==== Data for this exercise ====
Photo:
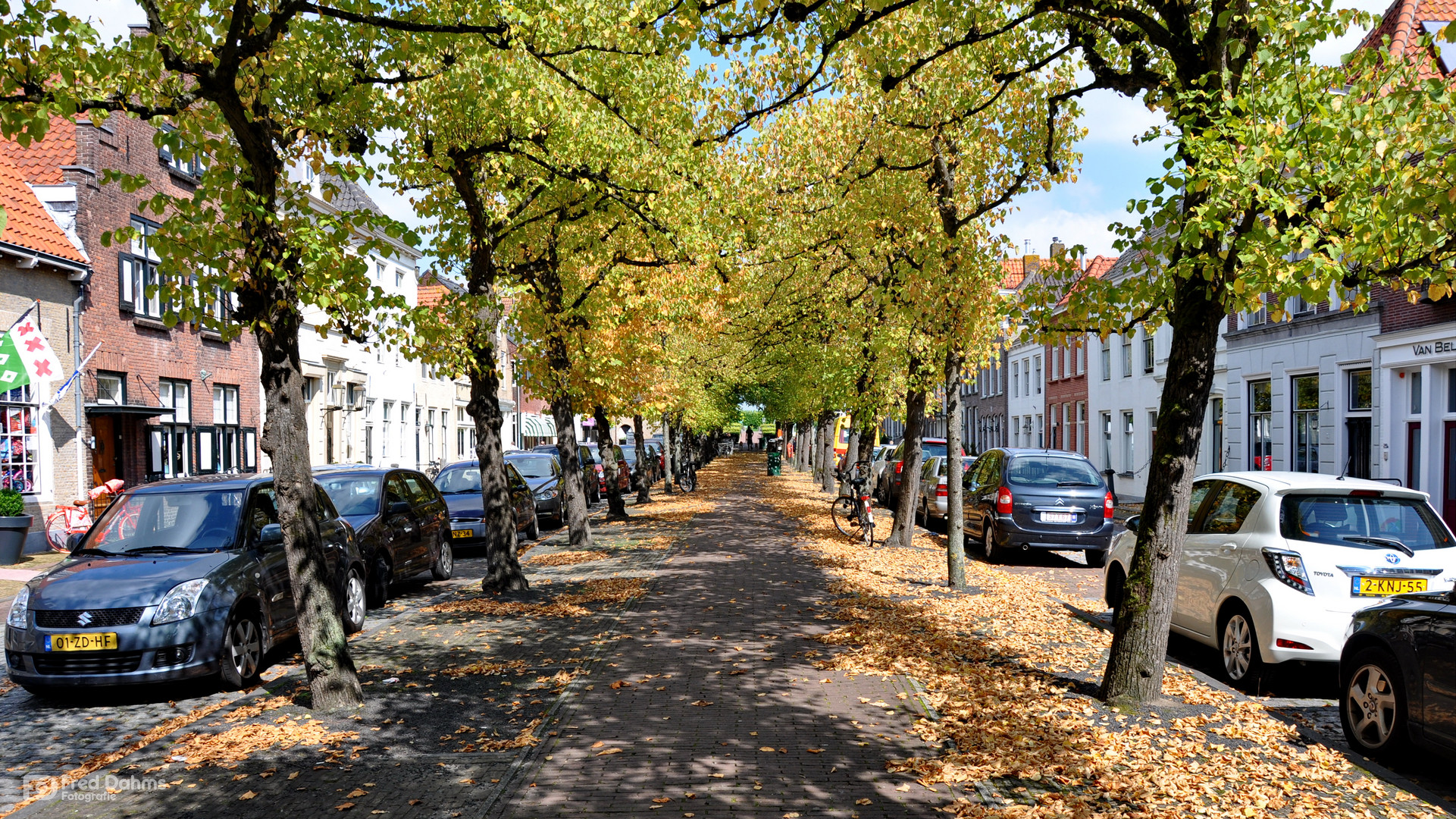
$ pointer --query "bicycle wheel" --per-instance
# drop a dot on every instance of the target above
(847, 519)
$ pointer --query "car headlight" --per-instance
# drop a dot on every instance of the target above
(19, 610)
(181, 602)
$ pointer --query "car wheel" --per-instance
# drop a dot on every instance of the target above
(354, 602)
(1239, 646)
(444, 564)
(379, 579)
(1372, 704)
(242, 651)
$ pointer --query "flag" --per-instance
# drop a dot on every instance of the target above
(27, 356)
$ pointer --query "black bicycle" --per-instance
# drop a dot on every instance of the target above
(852, 513)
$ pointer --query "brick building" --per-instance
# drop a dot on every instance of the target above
(158, 401)
(41, 276)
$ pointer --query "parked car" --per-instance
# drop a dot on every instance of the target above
(1276, 563)
(178, 579)
(934, 488)
(893, 475)
(1395, 675)
(460, 484)
(542, 474)
(399, 519)
(1037, 499)
(589, 468)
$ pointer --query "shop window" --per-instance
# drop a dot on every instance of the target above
(19, 444)
(1261, 426)
(1307, 423)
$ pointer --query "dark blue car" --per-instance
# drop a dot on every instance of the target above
(180, 579)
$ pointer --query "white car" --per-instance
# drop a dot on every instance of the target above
(1276, 563)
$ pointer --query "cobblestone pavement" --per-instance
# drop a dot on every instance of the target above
(711, 706)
====
• Aim: Tally the lines in the items above that contain the string "query", and reply with the number alone.

• Result: 11